◆ **WHAT TO DO**
From the post on recovering a binary search tree below, reproduce verbatim the part that opens with the words "Two elements of" and closes with "constant space solution?".

◆ **SOURCE EXCERPT**
___

Break out BFS recursion

Introduction

Today I solved the following problem.

Two elements of a binary search tree (BST) are swapped by mistake.

Recover the tree without changing its structure.

Note:
A solution using O(n) space is pretty straight forward. Could you devise a constant space solution?

Solution

public class T099RecoverBST {
	private TreeNode first;
	private TreeNode second;
	
	private TreeNode smaller =  new TreeNode(Integer.MIN_VALUE);
	private TreeNode bigger =  new TreeNode(Integer.MAX_VALUE);
	
	
	public void recoverTree(TreeNode root) {
		helperTofindFirst(root);
		helperTofindSecond(root);
		swap(first, second);
	}
	
	private void swap(TreeNode first, TreeNode second) {
		int temp = first.val;
		first.val = second.val;
		second.val = temp;
	}
	
	private void helperTofindFirst(TreeNode root) {
		if(root == null)

___

[Pointing dataset records]
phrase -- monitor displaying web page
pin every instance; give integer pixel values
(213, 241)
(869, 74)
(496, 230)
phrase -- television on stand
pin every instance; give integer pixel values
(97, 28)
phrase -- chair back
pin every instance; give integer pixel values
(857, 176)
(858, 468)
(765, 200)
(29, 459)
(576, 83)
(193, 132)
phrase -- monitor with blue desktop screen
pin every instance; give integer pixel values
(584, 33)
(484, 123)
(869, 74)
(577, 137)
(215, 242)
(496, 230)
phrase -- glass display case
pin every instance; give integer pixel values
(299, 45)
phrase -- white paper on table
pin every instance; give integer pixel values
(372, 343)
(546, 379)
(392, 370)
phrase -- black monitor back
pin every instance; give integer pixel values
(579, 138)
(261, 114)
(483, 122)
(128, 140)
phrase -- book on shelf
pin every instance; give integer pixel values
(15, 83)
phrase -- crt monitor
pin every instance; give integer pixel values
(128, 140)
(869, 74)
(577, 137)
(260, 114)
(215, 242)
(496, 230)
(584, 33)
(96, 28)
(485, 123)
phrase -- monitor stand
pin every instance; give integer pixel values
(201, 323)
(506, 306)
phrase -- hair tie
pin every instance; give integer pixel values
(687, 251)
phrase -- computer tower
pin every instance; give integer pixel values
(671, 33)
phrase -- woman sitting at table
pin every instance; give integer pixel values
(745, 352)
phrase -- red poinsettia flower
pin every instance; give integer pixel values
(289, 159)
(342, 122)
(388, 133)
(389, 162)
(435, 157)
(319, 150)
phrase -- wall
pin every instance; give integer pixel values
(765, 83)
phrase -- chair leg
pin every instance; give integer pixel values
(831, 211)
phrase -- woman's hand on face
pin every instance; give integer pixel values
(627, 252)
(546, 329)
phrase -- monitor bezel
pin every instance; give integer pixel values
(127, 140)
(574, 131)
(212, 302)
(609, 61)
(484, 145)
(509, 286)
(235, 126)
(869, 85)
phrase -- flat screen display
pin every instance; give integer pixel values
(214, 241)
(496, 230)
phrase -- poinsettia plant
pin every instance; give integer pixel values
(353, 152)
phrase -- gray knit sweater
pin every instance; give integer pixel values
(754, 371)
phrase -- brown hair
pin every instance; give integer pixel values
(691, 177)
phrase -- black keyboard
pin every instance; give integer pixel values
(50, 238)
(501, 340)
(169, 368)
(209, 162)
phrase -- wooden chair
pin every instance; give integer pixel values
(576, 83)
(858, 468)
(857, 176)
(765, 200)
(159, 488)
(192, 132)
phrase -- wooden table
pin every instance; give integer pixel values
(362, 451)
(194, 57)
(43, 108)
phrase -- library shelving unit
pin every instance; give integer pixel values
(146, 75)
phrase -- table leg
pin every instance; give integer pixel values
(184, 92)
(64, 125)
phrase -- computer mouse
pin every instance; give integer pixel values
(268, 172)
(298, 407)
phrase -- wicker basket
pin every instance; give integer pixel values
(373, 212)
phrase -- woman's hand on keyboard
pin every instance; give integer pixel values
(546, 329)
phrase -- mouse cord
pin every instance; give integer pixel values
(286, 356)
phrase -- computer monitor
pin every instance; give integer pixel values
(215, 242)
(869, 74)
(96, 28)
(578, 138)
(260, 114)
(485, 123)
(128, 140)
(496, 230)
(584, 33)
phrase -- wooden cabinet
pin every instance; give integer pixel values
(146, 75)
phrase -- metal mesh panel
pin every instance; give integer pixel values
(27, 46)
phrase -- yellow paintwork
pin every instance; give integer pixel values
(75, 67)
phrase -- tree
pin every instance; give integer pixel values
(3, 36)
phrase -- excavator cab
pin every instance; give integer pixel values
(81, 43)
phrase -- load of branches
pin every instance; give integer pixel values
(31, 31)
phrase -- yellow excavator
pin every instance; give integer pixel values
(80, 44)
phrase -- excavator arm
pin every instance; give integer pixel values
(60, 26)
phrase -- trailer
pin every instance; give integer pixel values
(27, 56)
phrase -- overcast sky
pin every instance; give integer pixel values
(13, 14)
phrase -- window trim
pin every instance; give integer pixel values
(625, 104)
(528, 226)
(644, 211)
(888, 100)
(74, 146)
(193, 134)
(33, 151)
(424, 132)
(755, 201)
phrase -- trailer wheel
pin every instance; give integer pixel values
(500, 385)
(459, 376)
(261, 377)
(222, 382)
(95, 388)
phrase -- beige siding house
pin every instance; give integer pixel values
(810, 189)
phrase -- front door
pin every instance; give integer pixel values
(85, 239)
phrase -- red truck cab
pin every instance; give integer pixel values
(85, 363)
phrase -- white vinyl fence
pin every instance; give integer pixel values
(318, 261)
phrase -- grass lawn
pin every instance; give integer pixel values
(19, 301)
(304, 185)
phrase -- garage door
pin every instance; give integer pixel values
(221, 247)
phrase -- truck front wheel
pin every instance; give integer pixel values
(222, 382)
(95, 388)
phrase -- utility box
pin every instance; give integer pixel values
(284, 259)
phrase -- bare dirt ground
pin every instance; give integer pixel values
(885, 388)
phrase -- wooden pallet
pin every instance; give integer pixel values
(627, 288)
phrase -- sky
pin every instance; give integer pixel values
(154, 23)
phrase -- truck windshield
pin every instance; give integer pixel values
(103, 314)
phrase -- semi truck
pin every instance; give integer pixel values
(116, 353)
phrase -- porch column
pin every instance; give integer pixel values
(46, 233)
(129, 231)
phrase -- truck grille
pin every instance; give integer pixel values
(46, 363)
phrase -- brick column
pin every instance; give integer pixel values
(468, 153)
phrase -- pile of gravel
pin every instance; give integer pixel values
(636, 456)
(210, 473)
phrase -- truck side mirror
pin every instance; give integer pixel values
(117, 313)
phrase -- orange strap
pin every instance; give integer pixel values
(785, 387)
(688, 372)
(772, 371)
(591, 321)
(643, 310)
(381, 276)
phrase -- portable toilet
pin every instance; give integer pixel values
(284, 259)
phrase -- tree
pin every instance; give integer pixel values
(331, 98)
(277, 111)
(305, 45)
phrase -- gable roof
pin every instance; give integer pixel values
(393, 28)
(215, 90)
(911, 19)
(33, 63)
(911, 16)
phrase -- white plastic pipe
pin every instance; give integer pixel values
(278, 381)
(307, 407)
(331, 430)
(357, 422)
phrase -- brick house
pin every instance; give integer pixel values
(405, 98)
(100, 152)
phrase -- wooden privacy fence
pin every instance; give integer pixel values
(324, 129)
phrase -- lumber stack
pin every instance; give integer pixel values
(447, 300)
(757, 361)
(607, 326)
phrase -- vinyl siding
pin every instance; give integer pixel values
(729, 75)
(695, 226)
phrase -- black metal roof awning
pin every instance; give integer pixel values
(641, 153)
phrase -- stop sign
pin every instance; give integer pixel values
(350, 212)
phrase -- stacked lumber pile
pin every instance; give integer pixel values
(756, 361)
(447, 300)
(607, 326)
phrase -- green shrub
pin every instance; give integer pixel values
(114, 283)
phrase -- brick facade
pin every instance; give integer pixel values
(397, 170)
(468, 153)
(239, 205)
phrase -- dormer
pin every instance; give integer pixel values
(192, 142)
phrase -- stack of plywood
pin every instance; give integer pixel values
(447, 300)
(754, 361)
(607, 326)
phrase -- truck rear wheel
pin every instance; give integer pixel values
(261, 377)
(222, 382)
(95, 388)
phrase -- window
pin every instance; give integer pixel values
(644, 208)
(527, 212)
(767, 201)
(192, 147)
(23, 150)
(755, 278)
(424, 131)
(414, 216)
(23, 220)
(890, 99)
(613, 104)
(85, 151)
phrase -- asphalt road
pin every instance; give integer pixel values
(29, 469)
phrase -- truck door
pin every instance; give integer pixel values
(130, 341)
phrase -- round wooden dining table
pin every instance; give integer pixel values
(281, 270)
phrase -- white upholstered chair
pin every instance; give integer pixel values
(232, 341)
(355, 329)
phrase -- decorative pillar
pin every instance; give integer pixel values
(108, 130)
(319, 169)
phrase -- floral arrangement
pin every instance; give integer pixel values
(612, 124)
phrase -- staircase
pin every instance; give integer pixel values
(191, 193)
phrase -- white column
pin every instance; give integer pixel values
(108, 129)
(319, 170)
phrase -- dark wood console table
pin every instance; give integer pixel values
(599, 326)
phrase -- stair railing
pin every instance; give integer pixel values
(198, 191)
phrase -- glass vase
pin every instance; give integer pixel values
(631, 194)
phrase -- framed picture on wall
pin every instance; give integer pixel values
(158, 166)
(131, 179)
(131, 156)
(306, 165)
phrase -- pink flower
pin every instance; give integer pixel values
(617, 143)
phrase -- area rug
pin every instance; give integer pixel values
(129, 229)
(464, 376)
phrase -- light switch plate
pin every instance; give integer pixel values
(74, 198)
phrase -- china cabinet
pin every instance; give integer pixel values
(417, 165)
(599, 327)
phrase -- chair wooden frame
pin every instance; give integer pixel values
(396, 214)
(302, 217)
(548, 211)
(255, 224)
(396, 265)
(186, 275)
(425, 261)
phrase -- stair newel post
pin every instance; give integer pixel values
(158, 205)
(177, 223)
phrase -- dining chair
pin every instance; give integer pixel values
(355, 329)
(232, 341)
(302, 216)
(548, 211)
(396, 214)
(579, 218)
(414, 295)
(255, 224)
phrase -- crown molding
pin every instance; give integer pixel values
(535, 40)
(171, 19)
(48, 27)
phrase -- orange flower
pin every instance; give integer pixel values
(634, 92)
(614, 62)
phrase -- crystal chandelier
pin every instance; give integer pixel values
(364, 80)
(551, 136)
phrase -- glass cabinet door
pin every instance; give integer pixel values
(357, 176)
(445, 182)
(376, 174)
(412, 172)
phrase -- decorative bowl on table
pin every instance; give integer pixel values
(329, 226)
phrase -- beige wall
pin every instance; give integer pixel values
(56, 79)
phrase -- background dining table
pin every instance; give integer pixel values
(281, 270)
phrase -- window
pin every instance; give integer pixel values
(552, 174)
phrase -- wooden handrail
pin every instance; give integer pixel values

___

◆ **RESULT**
Two elements of a binary search tree (BST) are swapped by mistake.

Recover the tree without changing its structure.

Note:
A solution using O(n) space is pretty straight forward. Could you devise a constant space solution?